Ostatnia szansa dla Europy
Traktat Lizboński okazał się porażką, Unia Europejska przegrała technologiczny wyścig z USA i Azją. Kryzys rozłożył nas na łopatki. Mamy kilka lat, aby się pozbierać. Jeśli tego nie zrobimy - staniemy się prowincją cyfrowego świata.
Chociaż Stary Kontynent ma najlepsze na świecie uczelnie, które co roku wypuszczają setki wspaniałych umysłów, ustąpiliśmy pola nie tylko Amerykanom, ale także Chińczykom czy Hindusom. - Musimy działać jak najszybciej, zanim będzie za późno - przestrzegała podczas odbywającej się w Irlandii konferencji naukowej European Research and Innovation pani komisarz. INTERIA.PL, jako jedyny przedstawiciel polskich mediów, była na miejscu.

Zadanie pisemne 1: Wymień wszystkie narody, którym według fragmentu tekstu o Europie Stary Kontynent ustąpił pola.
Zadanie pisemne 2: Zbierz wszystkie wiersze zawierające słowo "ground".
Fragment tekstu i wiersze nie mają ze sobą żadnego związku.

Materiał do ćwiczenia:
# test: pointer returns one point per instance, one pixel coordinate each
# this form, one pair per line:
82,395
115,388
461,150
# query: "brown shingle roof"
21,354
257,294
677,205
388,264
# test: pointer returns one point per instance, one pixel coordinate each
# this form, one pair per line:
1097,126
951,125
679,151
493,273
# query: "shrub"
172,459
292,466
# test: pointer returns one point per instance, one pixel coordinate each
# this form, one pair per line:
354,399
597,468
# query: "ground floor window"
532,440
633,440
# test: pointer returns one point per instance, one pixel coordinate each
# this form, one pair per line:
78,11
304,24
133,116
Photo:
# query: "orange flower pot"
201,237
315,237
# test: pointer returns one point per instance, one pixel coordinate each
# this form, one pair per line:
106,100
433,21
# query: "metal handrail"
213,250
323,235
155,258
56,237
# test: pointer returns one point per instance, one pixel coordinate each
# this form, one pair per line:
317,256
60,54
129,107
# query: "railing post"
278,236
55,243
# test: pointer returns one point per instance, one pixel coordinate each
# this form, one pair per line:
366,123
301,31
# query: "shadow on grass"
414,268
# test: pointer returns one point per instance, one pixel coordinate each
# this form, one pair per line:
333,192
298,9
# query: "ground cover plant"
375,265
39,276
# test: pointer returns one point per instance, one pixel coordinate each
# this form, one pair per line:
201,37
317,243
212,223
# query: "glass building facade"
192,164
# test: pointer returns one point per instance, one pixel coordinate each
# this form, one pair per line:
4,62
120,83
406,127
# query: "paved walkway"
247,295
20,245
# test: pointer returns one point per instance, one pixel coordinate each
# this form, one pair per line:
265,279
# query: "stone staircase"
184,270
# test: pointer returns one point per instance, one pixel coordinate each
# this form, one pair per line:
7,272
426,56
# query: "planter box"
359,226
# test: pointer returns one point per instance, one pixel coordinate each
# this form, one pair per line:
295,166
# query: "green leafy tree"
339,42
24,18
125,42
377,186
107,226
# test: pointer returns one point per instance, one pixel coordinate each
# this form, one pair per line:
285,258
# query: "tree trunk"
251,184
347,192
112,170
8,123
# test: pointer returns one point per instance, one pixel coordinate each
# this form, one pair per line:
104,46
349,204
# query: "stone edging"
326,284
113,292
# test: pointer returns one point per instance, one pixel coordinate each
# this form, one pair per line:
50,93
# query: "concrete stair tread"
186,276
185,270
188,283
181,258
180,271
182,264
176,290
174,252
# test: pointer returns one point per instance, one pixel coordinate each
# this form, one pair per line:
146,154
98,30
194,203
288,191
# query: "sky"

Odpowiedź do zadania 1: Amerykanie, Chińczycy, Hindusi

Odpowiedź do zadania 2:
# query: "ground floor window"
# query: "ground cover plant"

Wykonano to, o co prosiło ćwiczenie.